> [Natural language region descriptions]:
- Opening Delimiter -
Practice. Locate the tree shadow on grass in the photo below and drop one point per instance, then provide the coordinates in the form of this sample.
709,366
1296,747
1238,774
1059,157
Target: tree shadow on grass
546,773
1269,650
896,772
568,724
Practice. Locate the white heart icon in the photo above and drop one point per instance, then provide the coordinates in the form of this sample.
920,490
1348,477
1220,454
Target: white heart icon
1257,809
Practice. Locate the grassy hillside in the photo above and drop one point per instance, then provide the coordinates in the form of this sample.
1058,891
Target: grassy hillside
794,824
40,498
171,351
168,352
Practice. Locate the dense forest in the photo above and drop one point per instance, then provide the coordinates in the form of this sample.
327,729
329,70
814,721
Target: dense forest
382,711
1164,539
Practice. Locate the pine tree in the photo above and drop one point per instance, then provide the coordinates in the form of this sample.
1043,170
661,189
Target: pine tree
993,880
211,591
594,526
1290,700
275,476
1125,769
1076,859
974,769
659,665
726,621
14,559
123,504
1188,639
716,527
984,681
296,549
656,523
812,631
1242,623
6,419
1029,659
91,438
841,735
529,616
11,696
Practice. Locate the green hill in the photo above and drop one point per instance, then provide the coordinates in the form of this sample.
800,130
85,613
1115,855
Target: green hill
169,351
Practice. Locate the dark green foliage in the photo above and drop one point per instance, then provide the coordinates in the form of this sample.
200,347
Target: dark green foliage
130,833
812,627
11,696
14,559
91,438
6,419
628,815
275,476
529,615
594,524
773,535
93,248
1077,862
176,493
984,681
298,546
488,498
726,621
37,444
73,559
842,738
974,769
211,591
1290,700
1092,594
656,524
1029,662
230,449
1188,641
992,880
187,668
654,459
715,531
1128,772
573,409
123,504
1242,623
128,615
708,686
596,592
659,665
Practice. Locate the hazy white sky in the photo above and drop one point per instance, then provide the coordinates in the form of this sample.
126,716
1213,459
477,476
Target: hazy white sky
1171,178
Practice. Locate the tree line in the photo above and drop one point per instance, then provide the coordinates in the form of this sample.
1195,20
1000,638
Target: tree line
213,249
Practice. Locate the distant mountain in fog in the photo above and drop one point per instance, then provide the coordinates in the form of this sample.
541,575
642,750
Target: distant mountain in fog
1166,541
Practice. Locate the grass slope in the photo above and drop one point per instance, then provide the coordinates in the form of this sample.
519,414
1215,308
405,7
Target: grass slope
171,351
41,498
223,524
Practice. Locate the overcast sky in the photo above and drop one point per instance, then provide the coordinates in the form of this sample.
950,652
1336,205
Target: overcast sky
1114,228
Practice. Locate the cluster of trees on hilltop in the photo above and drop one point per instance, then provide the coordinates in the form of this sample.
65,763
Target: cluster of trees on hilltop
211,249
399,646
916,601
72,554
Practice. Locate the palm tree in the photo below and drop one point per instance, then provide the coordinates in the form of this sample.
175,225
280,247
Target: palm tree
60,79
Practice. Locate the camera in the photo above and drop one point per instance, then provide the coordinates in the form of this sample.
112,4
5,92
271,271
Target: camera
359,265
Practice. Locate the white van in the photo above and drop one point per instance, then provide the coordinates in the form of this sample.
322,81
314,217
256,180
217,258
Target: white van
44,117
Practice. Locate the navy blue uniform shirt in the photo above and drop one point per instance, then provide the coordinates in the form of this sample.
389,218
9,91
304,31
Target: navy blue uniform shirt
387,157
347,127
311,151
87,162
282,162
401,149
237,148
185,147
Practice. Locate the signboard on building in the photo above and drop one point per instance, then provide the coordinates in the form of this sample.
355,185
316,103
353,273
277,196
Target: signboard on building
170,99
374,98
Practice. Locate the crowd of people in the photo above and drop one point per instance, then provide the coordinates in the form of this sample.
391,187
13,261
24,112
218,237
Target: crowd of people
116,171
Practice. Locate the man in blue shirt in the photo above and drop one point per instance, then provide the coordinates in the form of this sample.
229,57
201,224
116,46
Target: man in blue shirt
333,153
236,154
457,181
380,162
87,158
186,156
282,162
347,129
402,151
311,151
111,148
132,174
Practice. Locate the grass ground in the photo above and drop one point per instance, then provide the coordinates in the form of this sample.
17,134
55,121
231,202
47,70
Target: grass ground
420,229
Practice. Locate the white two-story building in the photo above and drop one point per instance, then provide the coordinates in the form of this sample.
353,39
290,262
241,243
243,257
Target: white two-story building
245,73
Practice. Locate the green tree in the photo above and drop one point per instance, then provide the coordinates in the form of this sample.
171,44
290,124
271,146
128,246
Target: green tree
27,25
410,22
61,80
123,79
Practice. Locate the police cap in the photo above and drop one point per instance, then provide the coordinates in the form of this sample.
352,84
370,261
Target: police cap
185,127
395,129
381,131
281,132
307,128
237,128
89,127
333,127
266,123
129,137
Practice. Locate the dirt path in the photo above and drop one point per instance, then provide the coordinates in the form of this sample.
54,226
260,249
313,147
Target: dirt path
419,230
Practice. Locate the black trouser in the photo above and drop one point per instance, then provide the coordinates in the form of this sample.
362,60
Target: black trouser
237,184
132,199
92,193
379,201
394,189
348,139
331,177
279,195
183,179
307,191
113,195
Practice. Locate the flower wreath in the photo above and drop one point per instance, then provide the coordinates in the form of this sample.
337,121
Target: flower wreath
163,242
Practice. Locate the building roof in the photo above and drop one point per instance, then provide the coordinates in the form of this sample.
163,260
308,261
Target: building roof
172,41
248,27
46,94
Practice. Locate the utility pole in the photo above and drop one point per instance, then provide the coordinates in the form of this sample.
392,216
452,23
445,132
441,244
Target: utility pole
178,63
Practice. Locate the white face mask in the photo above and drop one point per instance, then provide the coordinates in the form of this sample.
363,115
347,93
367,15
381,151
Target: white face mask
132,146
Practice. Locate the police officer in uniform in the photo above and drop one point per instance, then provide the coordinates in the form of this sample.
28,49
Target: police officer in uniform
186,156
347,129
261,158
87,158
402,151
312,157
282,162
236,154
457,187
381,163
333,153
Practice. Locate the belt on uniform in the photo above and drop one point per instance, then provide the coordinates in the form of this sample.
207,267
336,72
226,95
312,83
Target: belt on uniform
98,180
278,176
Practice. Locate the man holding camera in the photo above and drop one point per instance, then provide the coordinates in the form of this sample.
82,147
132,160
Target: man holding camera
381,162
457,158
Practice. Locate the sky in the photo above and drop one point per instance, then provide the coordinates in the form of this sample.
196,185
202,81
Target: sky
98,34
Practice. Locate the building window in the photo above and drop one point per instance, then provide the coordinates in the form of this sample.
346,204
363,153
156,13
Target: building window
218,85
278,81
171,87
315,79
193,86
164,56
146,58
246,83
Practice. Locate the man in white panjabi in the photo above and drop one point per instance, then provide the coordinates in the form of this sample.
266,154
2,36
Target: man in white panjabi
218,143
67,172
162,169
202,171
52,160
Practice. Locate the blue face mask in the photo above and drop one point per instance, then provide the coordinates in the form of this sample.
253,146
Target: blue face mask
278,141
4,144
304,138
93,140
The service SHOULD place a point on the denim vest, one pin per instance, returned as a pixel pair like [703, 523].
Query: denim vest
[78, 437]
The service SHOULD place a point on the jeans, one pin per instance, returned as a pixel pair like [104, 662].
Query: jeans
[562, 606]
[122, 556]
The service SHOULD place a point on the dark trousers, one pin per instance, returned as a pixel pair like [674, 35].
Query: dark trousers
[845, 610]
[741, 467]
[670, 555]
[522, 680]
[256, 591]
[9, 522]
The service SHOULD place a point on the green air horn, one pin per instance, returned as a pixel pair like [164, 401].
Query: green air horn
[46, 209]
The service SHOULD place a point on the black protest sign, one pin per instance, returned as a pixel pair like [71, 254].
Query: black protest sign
- Closing Delimiter -
> [WORK TO BE COMPLETED]:
All of the records above are to be repeated exactly.

> [RESULT]:
Practice. Locate the tree shadow on grass in the photo below and drop one point per instance, then provide the coordinates in the form of this sample.
709,366
1296,747
1238,774
1059,157
Target: tree shadow on grass
546,773
1269,650
896,772
568,724
Practice. Locate the white heart icon in the photo above and drop one point per instance, then provide the coordinates in the form of this sample.
920,490
1348,477
1220,454
Target: white heart icon
1257,809
Practice. Locate the grassy hillside in the photo above and drop one point per instance, then provide the coordinates in the form of this sample.
1058,891
Target: grassy hillside
794,824
40,498
171,351
168,352
Practice. Locate the dense forest in the photo above and drop one point per instance, then provide the coordinates in the form of this sample.
327,729
329,70
814,721
Target: dense forest
382,711
1164,539
Practice. Locate the pine tree in the photo above and drop one point per instance, then provide the coordinates in the form of this sample.
1043,170
661,189
Target: pine tree
993,880
211,591
594,526
1290,700
275,476
1125,769
1076,859
974,769
659,665
726,621
14,559
123,504
1188,639
716,527
984,681
296,549
656,523
812,631
1242,623
6,419
1029,659
91,438
841,735
529,616
11,696
Practice. Locate the green hill in the photo above and drop one point per instance, then provide the coordinates in the form of this sample.
800,130
85,613
1115,855
Target: green hill
169,351
Practice. Locate the dark green foliage in the photo above and drop one point per instance, then provide the coordinates in the form of this sample.
200,347
Target: dark green foliage
130,833
812,627
11,696
14,559
91,438
6,419
628,815
275,476
529,615
594,524
773,535
93,248
1077,862
176,493
984,681
298,546
488,498
726,621
37,444
73,559
842,738
974,769
211,591
1290,700
1092,594
656,524
1029,662
230,449
1188,641
992,880
187,668
654,459
715,531
1128,772
573,409
123,504
1242,623
128,615
708,686
596,592
659,665
Practice. Locate the hazy white sky in the photo above and drop one point per instance, then provide the coordinates in the form of this sample.
126,716
1213,459
477,476
Target: hazy white sky
1171,178
Practice. Locate the tree line in the photo above and drop one point per instance, then provide the coordinates in the form of this sample.
1195,20
1000,638
Target: tree line
213,249
Practice. Locate the distant mountain in fog in the photo above and drop one point per instance, then provide the coordinates in the form of this sample.
541,575
642,750
Target: distant mountain in fog
1166,541
Practice. Locate the grass slope in the photo above and drop one point per instance, then provide the coordinates in the form of this sample.
519,414
1215,308
405,7
Target: grass slope
171,351
41,498
223,524
Practice. Locate the overcast sky in the photo above and drop one point per instance, then provide the coordinates in the form of this sample.
950,652
1336,205
Target: overcast sky
1114,228
Practice. Locate the cluster of trees on hilltop in the photo above and drop one point per instance, then provide the coordinates in the form of this sample.
65,763
Target: cluster of trees on hilltop
211,249
399,646
916,601
72,554
Practice. Locate the palm tree in the photo below and drop one point per instance, then provide the coordinates in the form of this sample.
175,225
280,247
Target: palm tree
60,79
Practice. Locate the camera in the photo above and drop one point per instance, then provide the coordinates in the form of this sample.
112,4
5,92
271,271
Target: camera
359,265
Practice. Locate the white van in the photo above and drop one point per instance, then provide the coordinates in the form of this sample.
322,81
314,217
256,180
217,258
Target: white van
44,117
Practice. Locate the navy blue uniform shirt in the photo above and drop one point per instance, then provide the coordinates in the form of this sample.
389,218
9,91
304,31
Target: navy blue uniform shirt
387,157
347,127
311,151
87,162
282,162
401,149
237,148
185,147
Practice. Locate the signboard on building in the photo above and drop one point per instance, then provide the coordinates in the form of this sample.
355,185
316,103
353,273
277,196
Target: signboard on building
170,99
374,98
Practice. Locate the crowd of people in the photo above and drop one point per instance, then provide the coordinates in the form of this sample.
391,187
13,261
24,112
218,237
Target: crowd of people
116,171
Practice. Locate the man in blue shirt in the photo above and drop one point per instance, then provide the coordinates in the form of this sample.
229,57
201,224
116,46
Target: man in blue shirt
333,153
236,154
457,181
380,162
87,158
186,156
282,162
347,129
402,151
311,151
111,148
132,174
Practice. Locate the grass ground in the photo above and drop one point per instance, then provide the coordinates in the form of this sample.
17,134
55,121
231,202
47,70
Target: grass ground
420,229
Practice. Locate the white two-story building in the photo above and drop one point per instance, then provide the coordinates in the form of this sample.
353,39
290,262
241,243
243,257
Target: white two-story building
245,73
Practice. Locate the green tree in the photo above and drop one point per instance, then provide the coordinates in the form of this sample.
171,44
290,124
271,146
128,246
Target: green tree
27,25
410,22
61,80
123,79
Practice. Locate the police cap in the photo above and drop one point per instance, then provide the coordinates in the form of this sample.
352,84
370,261
Target: police cap
185,127
395,129
381,131
281,132
307,128
237,128
89,127
333,127
266,123
129,137
Practice. Locate the dirt path in the photo above and drop one point per instance, then provide the coordinates in the form of this sample.
54,226
260,249
313,147
Target: dirt path
419,230
Practice. Locate the black trouser in the photo above and drop one point per instance, then provide the coordinates in the form of this sample.
362,60
Target: black trouser
237,184
132,199
92,193
379,201
394,189
348,139
331,177
279,195
183,179
307,191
113,195
Practice. Locate the flower wreath in the photo above and drop one point per instance, then provide the coordinates in the form of this sample.
337,121
Target: flower wreath
163,242
Practice. Locate the building roof in the photo above and drop one point per instance, then provide the coordinates in the form of this sample.
163,260
308,261
Target: building roof
172,41
248,27
46,94
Practice. Locate the utility pole in the photo above and drop one point per instance, then provide the coordinates in the form of this sample.
392,216
452,23
445,132
441,244
Target: utility pole
178,63
Practice. Locate the white face mask in the photo above and drop one point per instance, then provide the coordinates in the form of this sample.
363,115
347,93
367,15
381,151
Target: white face mask
132,146
Practice. Locate the police officer in uniform in the photo above and drop one point per instance, then provide the coordinates in the form of this sample.
28,49
Target: police officer in uniform
186,156
347,129
261,158
87,158
402,151
312,157
282,162
236,154
457,187
381,163
333,153
Practice. Locate the belt on uniform in the photo above and drop one point per instance, then provide the coordinates in the form of this sample.
207,267
336,72
226,95
312,83
Target: belt on uniform
98,180
278,176
Practice. Locate the man holding camera in the photo above and drop one point per instance, then provide the coordinates in the form of this sample.
82,147
132,160
Target: man holding camera
381,162
457,158
Practice. Locate the sky in the photo above and drop one point per instance, then provide the coordinates in the form of this sample.
196,185
202,81
Target: sky
98,34
Practice. Locate the building window in the photo above and drop one point per instance, then provide the coordinates in the form of this sample.
346,204
363,153
156,13
Target: building window
218,85
278,81
171,87
315,79
193,86
164,56
146,58
246,83
Practice. Locate the man in white panjabi in the photo above and drop one point per instance, then provide the coordinates in the form of this sample.
266,154
2,36
Target: man in white panjabi
218,143
67,172
162,169
202,171
52,160
Practice. Locate the blue face mask in the photo above and drop one point per instance, then provide the coordinates in the form of this sample.
253,146
Target: blue face mask
278,141
4,144
304,138
93,140
The service SHOULD place a point on the denim vest, one pin per instance, returned as a pixel pair like [703, 523].
Query: denim vest
[78, 437]
The service SHOULD place a point on the jeans, one pin per instance, returned as a pixel pair like [104, 662].
Query: jeans
[562, 606]
[122, 556]
The service SHOULD place a point on the dark trousers, one pin per instance, returned as a pixel pair like [674, 35].
Query: dark trousers
[845, 610]
[741, 467]
[670, 555]
[522, 680]
[256, 591]
[9, 522]
The service SHOULD place a point on the green air horn, one pin per instance, returned as a pixel pair like [164, 401].
Query: green air horn
[46, 209]
The service SHOULD place a point on the black protest sign, one pin per instance, returned as a pixel pair like [71, 254].
Query: black protest sign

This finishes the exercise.